* **PROBLEM DETAILS**
Return each line of the items below that contains the string "boot".

Begin WORKING DATA

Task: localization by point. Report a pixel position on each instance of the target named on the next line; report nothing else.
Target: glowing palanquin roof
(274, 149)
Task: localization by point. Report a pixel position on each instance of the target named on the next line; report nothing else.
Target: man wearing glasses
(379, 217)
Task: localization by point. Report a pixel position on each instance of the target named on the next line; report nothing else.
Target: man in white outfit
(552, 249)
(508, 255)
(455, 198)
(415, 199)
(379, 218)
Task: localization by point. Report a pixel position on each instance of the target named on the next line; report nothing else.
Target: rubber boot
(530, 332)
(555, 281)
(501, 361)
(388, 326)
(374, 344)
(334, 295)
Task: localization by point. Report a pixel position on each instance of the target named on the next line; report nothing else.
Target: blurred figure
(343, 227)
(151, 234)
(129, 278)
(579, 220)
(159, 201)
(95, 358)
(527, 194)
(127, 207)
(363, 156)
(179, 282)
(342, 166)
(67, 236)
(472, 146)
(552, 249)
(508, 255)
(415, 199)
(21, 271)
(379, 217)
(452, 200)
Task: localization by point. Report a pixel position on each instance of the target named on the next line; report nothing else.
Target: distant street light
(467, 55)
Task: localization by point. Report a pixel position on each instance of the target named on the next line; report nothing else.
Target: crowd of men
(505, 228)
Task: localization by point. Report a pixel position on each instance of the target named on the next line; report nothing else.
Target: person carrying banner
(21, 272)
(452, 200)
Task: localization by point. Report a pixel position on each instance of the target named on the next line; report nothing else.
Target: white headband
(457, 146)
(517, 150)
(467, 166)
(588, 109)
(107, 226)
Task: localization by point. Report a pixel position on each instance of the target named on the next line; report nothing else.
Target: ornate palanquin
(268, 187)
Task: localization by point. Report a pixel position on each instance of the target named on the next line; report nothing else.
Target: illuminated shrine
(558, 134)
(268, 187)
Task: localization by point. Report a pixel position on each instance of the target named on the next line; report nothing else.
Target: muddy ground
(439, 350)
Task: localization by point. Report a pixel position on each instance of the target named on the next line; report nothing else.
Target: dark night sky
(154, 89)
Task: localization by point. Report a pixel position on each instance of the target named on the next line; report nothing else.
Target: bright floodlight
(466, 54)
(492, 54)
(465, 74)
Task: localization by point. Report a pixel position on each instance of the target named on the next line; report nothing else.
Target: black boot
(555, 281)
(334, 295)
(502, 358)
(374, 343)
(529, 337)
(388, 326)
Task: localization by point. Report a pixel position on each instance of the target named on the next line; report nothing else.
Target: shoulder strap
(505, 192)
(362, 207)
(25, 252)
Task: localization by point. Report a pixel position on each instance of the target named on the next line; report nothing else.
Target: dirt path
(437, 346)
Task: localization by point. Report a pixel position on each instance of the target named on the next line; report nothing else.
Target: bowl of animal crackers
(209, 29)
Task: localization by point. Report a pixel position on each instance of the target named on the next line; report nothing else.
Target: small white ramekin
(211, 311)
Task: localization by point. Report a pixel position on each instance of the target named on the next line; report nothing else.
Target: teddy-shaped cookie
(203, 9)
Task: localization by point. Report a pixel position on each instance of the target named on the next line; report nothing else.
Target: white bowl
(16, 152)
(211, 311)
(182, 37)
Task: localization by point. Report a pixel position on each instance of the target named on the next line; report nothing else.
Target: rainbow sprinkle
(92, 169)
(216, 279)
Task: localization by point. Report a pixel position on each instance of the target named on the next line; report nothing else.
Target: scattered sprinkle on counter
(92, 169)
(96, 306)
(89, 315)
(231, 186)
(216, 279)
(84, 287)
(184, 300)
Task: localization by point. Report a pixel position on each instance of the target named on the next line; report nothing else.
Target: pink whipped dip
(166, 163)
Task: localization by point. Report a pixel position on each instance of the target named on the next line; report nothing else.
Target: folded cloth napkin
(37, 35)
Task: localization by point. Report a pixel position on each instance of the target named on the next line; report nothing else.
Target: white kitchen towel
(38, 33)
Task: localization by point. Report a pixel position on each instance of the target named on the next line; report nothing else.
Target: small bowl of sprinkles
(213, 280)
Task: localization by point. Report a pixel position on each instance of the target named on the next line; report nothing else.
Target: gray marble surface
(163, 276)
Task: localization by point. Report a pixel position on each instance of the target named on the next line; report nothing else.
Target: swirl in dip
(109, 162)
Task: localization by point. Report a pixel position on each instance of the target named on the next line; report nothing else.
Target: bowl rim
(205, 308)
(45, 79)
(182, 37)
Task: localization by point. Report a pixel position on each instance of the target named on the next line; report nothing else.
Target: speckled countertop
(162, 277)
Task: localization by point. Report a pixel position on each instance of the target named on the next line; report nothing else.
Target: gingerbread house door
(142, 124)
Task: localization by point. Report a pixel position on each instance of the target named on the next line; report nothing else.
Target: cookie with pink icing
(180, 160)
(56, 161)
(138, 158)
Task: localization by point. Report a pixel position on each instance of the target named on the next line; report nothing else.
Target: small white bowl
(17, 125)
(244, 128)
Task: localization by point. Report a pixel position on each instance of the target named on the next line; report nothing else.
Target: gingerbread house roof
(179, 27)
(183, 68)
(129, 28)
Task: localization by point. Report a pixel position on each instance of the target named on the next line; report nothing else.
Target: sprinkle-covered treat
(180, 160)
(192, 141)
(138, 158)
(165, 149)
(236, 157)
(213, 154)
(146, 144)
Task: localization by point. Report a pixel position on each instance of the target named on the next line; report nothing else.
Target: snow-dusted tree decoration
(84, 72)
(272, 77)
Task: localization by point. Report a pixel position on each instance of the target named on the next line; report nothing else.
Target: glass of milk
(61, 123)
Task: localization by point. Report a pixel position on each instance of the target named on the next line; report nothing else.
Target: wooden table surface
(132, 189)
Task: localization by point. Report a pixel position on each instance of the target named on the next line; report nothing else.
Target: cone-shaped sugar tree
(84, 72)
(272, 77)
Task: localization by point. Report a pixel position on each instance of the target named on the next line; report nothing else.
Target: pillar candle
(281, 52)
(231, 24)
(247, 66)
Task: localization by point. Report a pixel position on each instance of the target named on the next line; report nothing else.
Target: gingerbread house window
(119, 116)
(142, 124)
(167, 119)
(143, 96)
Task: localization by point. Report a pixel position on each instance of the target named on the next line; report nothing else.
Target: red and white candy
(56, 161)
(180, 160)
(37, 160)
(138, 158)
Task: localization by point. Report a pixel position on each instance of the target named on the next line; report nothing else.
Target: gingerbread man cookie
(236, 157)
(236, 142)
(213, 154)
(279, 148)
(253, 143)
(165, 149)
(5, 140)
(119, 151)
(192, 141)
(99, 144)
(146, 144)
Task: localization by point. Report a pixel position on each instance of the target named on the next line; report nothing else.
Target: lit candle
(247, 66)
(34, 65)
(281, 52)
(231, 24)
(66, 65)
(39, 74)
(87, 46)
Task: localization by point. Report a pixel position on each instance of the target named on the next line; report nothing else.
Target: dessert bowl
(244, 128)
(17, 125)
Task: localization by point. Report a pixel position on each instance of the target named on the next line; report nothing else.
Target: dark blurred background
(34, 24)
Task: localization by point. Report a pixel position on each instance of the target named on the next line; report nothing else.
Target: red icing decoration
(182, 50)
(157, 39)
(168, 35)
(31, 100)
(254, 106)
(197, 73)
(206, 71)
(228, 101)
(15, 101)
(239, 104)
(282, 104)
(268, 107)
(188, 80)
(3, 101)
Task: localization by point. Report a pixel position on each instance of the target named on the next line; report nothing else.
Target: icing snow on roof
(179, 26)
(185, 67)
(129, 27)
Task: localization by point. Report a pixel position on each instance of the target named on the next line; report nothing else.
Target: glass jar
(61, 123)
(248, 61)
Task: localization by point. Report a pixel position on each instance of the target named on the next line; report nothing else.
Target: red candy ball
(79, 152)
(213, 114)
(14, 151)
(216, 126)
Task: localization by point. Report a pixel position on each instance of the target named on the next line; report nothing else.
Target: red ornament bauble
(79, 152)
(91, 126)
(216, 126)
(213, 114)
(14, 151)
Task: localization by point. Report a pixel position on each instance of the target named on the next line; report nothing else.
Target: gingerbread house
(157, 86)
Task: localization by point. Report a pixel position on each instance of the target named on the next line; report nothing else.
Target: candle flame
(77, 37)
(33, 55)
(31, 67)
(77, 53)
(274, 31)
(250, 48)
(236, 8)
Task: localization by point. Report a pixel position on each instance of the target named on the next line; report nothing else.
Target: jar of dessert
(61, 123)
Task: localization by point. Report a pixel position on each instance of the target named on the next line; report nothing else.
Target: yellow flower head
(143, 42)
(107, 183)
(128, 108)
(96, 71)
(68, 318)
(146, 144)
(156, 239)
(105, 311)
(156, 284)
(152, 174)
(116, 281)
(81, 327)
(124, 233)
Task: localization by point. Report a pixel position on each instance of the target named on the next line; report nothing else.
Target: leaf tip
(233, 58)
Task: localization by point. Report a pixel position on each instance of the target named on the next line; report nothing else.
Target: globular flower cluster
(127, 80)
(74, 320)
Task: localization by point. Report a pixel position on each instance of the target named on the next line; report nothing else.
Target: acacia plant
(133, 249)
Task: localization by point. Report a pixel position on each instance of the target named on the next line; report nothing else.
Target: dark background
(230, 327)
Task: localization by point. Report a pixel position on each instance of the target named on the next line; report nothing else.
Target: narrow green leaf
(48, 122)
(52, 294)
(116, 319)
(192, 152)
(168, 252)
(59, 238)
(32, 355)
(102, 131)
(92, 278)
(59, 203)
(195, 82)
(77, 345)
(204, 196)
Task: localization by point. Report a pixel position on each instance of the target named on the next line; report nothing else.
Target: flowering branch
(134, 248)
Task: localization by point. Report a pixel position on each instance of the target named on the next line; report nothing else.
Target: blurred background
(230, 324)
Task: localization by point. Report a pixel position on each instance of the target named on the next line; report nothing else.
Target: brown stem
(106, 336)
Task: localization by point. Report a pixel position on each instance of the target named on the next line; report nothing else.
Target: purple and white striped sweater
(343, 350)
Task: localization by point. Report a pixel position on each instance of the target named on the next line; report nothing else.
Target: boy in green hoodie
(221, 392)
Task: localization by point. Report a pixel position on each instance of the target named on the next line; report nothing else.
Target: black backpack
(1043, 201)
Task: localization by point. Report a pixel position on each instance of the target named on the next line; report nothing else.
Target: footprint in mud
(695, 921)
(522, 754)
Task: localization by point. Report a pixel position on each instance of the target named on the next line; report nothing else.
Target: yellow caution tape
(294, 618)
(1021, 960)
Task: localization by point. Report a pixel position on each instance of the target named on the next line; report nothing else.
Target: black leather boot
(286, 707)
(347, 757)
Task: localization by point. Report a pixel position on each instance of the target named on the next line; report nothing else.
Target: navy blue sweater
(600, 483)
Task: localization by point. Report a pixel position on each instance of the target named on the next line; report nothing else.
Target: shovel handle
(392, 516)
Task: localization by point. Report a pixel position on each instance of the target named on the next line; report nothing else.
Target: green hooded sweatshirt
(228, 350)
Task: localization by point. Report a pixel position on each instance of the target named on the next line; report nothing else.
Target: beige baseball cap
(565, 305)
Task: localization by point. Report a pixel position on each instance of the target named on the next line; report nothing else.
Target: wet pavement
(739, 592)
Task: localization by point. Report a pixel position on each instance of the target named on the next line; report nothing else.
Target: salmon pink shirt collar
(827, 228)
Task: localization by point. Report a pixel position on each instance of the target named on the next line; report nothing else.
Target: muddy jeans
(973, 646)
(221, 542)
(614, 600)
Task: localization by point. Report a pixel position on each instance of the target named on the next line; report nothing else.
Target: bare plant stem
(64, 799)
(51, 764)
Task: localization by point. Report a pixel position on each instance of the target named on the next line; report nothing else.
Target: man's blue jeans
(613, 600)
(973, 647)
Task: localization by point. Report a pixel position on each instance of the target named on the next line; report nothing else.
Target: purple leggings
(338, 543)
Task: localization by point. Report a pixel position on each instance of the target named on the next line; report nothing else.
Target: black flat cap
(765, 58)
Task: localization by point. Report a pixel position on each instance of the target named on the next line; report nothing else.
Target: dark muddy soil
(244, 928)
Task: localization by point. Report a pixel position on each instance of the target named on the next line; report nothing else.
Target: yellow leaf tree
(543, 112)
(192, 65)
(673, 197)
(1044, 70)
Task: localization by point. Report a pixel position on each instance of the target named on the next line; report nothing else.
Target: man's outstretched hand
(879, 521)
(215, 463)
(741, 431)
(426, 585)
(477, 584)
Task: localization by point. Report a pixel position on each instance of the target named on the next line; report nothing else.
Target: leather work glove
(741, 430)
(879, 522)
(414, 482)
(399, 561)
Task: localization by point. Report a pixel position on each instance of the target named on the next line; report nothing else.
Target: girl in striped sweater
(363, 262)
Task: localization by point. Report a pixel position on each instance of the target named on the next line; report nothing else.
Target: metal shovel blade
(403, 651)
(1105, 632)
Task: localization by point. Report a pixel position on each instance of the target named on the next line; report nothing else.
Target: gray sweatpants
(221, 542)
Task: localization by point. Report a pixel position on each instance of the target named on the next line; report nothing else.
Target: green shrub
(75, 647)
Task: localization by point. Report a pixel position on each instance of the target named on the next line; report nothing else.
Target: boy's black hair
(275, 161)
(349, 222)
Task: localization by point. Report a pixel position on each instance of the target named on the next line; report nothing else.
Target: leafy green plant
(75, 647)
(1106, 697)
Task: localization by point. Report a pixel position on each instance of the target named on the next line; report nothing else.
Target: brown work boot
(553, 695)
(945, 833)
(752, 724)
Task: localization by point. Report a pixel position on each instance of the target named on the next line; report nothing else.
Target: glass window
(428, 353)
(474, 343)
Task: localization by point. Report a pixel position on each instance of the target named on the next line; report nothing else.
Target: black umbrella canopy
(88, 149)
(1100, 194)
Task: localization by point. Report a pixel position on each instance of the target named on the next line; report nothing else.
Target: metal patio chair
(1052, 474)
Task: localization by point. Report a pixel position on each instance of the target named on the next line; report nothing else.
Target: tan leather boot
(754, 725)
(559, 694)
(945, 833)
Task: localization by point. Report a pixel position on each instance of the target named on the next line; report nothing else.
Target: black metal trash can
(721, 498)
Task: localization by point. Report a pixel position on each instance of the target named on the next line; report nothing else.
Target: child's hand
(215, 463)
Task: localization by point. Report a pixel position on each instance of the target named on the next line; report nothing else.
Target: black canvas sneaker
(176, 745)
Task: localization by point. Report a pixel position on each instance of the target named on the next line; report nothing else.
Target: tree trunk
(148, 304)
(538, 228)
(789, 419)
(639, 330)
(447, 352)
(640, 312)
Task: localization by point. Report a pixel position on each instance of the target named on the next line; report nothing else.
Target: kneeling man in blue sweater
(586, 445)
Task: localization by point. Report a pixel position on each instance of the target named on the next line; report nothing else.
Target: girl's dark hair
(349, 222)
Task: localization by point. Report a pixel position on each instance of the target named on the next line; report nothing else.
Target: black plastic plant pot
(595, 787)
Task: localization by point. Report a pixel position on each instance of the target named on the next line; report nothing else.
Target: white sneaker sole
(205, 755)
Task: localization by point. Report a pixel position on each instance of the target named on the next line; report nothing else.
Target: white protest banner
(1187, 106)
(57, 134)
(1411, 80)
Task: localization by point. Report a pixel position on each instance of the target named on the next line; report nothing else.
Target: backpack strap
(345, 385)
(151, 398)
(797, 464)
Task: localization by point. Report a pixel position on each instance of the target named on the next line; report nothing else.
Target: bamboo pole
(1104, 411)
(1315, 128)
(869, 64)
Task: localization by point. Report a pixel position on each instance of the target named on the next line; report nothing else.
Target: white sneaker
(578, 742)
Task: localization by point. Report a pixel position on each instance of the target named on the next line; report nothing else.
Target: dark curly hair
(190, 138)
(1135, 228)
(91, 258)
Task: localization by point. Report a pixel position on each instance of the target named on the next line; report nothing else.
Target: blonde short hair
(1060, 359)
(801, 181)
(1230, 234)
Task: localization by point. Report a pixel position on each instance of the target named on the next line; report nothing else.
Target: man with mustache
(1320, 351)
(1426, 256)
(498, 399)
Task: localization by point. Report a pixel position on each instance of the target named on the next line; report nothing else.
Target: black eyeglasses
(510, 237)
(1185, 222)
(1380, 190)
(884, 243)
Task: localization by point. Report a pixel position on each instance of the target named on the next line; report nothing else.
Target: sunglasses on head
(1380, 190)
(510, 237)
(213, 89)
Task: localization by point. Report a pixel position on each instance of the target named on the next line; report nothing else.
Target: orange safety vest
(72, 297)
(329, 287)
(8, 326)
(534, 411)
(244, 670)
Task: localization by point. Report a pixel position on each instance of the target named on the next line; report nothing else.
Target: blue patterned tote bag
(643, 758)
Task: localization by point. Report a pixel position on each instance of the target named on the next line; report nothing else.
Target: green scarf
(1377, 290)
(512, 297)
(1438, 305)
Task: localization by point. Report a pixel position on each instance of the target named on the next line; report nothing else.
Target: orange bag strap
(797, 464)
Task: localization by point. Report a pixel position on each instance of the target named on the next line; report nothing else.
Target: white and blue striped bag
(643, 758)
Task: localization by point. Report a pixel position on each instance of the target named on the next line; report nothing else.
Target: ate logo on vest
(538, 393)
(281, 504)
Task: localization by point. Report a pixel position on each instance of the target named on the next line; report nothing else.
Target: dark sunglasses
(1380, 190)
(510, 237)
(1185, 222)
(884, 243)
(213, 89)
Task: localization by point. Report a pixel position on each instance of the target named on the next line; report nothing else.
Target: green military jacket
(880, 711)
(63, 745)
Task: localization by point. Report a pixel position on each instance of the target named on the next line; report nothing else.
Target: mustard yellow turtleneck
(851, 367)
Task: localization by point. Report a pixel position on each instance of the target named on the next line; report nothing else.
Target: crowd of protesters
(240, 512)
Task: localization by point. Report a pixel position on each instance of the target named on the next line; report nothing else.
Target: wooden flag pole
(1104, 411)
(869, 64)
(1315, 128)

End WORKING DATA

* **SOLUTION TO THE PROBLEM**
Target: rubber boot
Target: black boot
Target: black leather boot
Target: brown work boot
Target: tan leather boot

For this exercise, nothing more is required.